Directions for this task: Present the lines below as a numbered list, omitting blank lines and leaving out the pictures.

Supplied material:
[Begin]

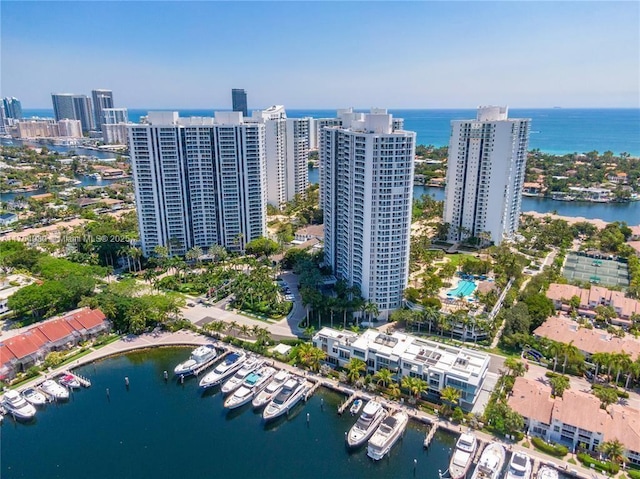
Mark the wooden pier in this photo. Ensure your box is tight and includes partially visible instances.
[423,424,438,447]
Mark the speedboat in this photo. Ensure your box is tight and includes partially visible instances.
[251,371,291,408]
[220,356,264,394]
[471,442,506,479]
[200,351,247,388]
[22,388,47,406]
[173,344,218,376]
[349,399,363,416]
[347,401,387,447]
[58,374,80,389]
[40,379,69,401]
[262,378,307,421]
[449,434,478,479]
[505,452,531,479]
[367,411,409,461]
[224,366,276,409]
[536,466,559,479]
[2,390,36,420]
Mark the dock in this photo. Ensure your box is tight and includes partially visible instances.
[423,424,438,448]
[62,371,91,388]
[338,391,358,416]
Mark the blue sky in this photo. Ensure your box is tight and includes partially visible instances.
[0,0,640,109]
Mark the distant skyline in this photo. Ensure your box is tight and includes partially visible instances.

[End]

Reply:
1. Mark the wooden pier in this photo. Ensure your box is tight and includes partially visible instances.
2. [423,424,438,447]
3. Mark the speedboat in this photo. Ensure your box is tight and includes partially visible instances.
4. [251,371,291,408]
5. [220,356,264,394]
6. [471,442,506,479]
7. [200,351,247,388]
8. [22,388,47,406]
9. [173,344,218,376]
10. [349,399,363,416]
11. [347,401,387,447]
12. [58,374,80,389]
13. [40,379,69,401]
14. [262,378,307,421]
15. [449,434,478,479]
16. [505,452,531,479]
17. [367,411,409,461]
18. [224,366,276,409]
19. [536,466,559,479]
20. [2,390,36,420]
21. Mark the dock in this photo. Ensure your box is tight and includes partially visible instances.
22. [423,424,438,448]
23. [62,371,91,388]
24. [338,391,358,416]
25. Mark the blue sky in this photo. Ensure your box is tight and includes partially visible instances.
26. [0,0,640,109]
27. Mark the distant skyline in this photo. Ensure your box is tight and includes partially visible instances.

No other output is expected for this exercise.